### ABOUT THIS TASK
Repeat the records in full and exactly, omitting pictures.

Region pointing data

-.-.-

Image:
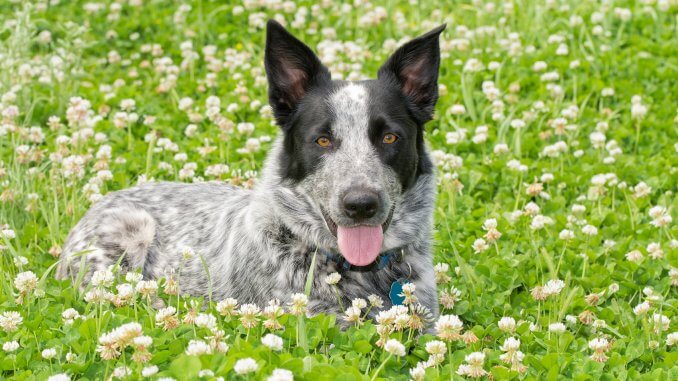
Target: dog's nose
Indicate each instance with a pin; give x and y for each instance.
(360, 205)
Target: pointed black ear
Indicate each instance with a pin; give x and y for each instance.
(292, 69)
(414, 69)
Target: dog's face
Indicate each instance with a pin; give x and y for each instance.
(353, 147)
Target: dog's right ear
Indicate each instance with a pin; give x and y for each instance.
(291, 68)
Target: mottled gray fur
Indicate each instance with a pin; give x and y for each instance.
(258, 243)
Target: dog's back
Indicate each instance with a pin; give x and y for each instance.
(154, 228)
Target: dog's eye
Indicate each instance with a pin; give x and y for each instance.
(324, 142)
(390, 138)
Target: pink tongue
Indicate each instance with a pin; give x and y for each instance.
(360, 245)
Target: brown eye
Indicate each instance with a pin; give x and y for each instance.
(323, 142)
(389, 139)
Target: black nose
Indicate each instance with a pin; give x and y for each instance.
(360, 205)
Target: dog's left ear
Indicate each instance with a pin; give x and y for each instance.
(414, 69)
(291, 68)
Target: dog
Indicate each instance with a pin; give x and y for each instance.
(348, 182)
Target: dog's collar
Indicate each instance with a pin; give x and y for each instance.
(383, 260)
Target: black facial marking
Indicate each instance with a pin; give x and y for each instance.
(312, 119)
(388, 113)
(292, 70)
(401, 101)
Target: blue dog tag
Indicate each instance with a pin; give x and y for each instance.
(396, 294)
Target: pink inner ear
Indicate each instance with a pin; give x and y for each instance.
(296, 80)
(411, 77)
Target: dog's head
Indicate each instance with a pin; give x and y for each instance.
(352, 147)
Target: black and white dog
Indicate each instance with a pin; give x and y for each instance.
(348, 179)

-.-.-

### PROBLEM SOLUTION
Image:
Target: dog's nose
Indicate each instance with a pin; give x and y for each instance.
(360, 205)
Target: pointed black ear
Indicate each instance with a pin; give x and y for each instance.
(292, 69)
(414, 69)
Target: dog's face
Indicate each instance with a pin; give x and y for each instance.
(353, 147)
Target: dog's right ear
Indicate each instance with a pin; give x and y for each instance.
(291, 68)
Target: mottled gray fur
Indicate each instance with a pin; give x and y for each instance.
(258, 243)
Target: dog's back
Indicate each instance with a pin; give x and y for each instance.
(154, 228)
Target: dog's eye
Indicate each instance with a pin; give x and y for each instance.
(324, 142)
(390, 138)
Target: pink tongue
Indicate each instance with a pin; give x and y for each instance.
(360, 245)
Target: brown eye
Indicate each instance with a pin; give x and y for each instance.
(323, 142)
(389, 139)
Target: black nose
Indicate each instance with a pin; give x and y for each instance.
(360, 205)
Target: dog's left ear
Indicate each instance with a pin; give x and y for each instance.
(414, 69)
(291, 68)
Target: dog
Indicate each instance with a pin; give x and y for each instance.
(348, 182)
Target: dog's collar
Indicate each instance with a pin; give x and y for each instance.
(383, 260)
Target: black facial marking
Indicate each instance with a pin; give x and y for each instance.
(312, 119)
(388, 113)
(292, 70)
(401, 101)
Target: blue dog tag
Indicate each instance with a pin; give x and y for each instance.
(396, 294)
Target: pink inner ear
Indicate each instance with a pin; give x and y for each instance.
(296, 80)
(411, 77)
Target: dog's head
Indicate each instance with a pin; give x and y for each instance.
(352, 147)
Target: black and white dog
Indicate each instance with a pin; give x and y for each instance.
(348, 179)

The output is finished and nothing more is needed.